(Segmentation labeling records)
◆ ◆ ◆ ◆
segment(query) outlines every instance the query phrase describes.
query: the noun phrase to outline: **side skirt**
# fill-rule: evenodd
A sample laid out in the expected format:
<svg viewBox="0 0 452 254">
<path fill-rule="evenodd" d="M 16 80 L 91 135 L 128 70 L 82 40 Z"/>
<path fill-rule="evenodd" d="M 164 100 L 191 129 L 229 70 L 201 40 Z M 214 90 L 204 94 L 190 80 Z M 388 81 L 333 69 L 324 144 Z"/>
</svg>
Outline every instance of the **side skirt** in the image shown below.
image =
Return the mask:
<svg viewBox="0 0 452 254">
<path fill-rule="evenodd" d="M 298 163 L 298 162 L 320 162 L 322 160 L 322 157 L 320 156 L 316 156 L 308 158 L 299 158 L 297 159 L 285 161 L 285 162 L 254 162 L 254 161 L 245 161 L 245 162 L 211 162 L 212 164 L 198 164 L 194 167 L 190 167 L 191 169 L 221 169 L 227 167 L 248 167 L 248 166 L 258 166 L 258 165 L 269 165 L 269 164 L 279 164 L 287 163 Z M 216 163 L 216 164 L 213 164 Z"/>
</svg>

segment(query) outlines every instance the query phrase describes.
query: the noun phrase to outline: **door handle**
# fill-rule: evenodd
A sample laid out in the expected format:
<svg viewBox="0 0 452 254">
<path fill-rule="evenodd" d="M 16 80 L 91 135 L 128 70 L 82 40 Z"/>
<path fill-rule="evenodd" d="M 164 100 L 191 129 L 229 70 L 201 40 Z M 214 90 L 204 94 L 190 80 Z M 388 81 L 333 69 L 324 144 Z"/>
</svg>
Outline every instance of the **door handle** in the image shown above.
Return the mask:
◆ ◆ ◆ ◆
● **TASK OBJECTIVE**
Please reproduce all of the records above, keeping every character and line break unchanged.

● **TASK OUTPUT**
segment(query) outlines every instance the query phrase describes.
query: the noun phrase to outline: **side skirt**
# fill-rule: evenodd
A sample laid out in the expected format:
<svg viewBox="0 0 452 254">
<path fill-rule="evenodd" d="M 16 80 L 91 135 L 128 70 L 82 40 Z"/>
<path fill-rule="evenodd" d="M 164 100 L 191 129 L 229 70 L 201 40 Z M 214 90 L 204 94 L 190 80 Z M 388 81 L 333 69 L 324 144 Z"/>
</svg>
Outline every instance of the **side skirt** in the image shown below.
image =
Return the mask:
<svg viewBox="0 0 452 254">
<path fill-rule="evenodd" d="M 298 163 L 298 162 L 320 162 L 322 160 L 322 157 L 320 156 L 316 156 L 308 158 L 299 158 L 297 159 L 285 161 L 285 162 L 254 162 L 254 161 L 245 161 L 245 162 L 211 162 L 212 164 L 198 164 L 194 167 L 190 167 L 191 169 L 221 169 L 227 167 L 248 167 L 248 166 L 258 166 L 258 165 L 269 165 L 269 164 L 279 164 L 287 163 Z M 216 163 L 216 164 L 213 164 Z"/>
</svg>

segment(query) outlines every instance the query phrase describes.
query: the noun phrase to outline: **door handle**
# fill-rule: evenodd
A sample laid out in the expected format:
<svg viewBox="0 0 452 254">
<path fill-rule="evenodd" d="M 16 80 L 91 135 L 128 70 L 82 40 Z"/>
<path fill-rule="evenodd" d="M 164 100 L 191 129 L 229 70 L 201 40 Z M 214 90 L 204 94 L 190 80 Z M 388 81 L 333 69 L 324 144 Z"/>
</svg>
Outline every instance of the **door handle** in the image shown above.
Return the mask:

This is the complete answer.